Our ancestors, in early days, had what may be called early ways. They were in no respect superior to New Zealanders in a savage state. Civilization has however copied some of their customs, and old ladies who paint their cheeks and necks are not much further advanced than their ancestors, who coloured themselves all over, and that not out of vanity.
Strabo says that the people in the west of England shaved their chins, but cherished mustachios, wore black garments, and carried a stick. This description might serve for half the gentlemen who are to be seen in Regent Street and Rotten Row during the “season.” But I suppose one may take the liberty to doubt that the Cradocks of today really resemble so closely as the description would seem to warrant, their progenitors the Caradocs of other times, who “looked like furies,” says Strabo, “but were in fact quiet and inoffensive people.”
The early Welsh bards, we are told, dressed in sky-blue; the modern bards of the million are content to breakfast on it: the British astronomers wore green, which was not indicative of what the colour might have stood for,—a verdant knowledge of the science. When the Romans planted their conquering eagles on our soil, the old British chieftains resisted them and their fashions. Tacitus says that it was the sons of the chieftains who first adopted the Roman mode; and no doubt the old gentlemen were disgusted when they beheld their unpatriotic young heirs wandering about without their braccæ, and sporting the tunic before whose presence liberty and trousers had disappeared, but not for ever.
The Saxons brought in their own fashions, and some of these still prevail; the smock-frock, for instance, is the old Saxon tunic without the belt. Such a dress was never known in Ireland nor in Scotland: the Saxons kept for whole centuries to a fixed fashion, as may be seen in any illustrated work on costume. In this respect they were only less tenacious than the Persians, whose garments passed from father to son as long as they could hold together. It would be difficult, I fancy, to persuade any modern young Anglo-Saxon to draw on the scanc-beorg, or shank-coverers, of his respected and deceased “governor.” It is only the mantles of our Peers that descend hereditarily upon the shoulders of succeeding generations; and some of these mantles look dingy enough to date their origin from the time when Henry III. established Tothill-fields Fair, in order to spite the Londoners. The latter, it will be remembered, were compelled to close their shops for an entire fortnight during the holding of the fair in Westminster; and the man on Tower Hill who wanted to furnish his outward or inward person with the smallest article was compelled to resort for it to the neighbourhood of the Abbey, or to do without till the fair was raised.

━━━━

--- SHORT EXERCISE ---
Repeat word for word the passage on early British dress, from "The early Welsh" up to and including "not for ever.". The rows are not needed here.

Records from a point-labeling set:
━━━━

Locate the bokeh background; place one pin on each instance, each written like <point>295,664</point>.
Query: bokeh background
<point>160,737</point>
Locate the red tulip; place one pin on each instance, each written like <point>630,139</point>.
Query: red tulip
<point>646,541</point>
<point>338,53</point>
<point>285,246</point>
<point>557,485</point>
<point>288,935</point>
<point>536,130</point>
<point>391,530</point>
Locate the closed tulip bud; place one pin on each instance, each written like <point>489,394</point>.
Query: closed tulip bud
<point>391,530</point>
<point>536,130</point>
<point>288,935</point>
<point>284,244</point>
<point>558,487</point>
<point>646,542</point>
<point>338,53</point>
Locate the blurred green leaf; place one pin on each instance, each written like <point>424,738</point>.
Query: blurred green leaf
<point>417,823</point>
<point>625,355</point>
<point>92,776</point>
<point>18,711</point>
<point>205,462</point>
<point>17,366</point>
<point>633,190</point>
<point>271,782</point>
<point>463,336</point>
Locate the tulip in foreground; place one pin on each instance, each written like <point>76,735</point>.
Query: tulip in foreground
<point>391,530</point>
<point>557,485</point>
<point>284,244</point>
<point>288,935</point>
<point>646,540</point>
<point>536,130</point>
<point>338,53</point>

━━━━

--- TASK OUTPUT ---
The early Welsh bards, we are told, dressed in sky-blue; the modern bards of the million are content to breakfast on it: the British astronomers wore green, which was not indicative of what the colour might have stood for,—a verdant knowledge of the science. When the Romans planted their conquering eagles on our soil, the old British chieftains resisted them and their fashions. Tacitus says that it was the sons of the chieftains who first adopted the Roman mode; and no doubt the old gentlemen were disgusted when they beheld their unpatriotic young heirs wandering about without their braccæ, and sporting the tunic before whose presence liberty and trousers had disappeared, but not for ever.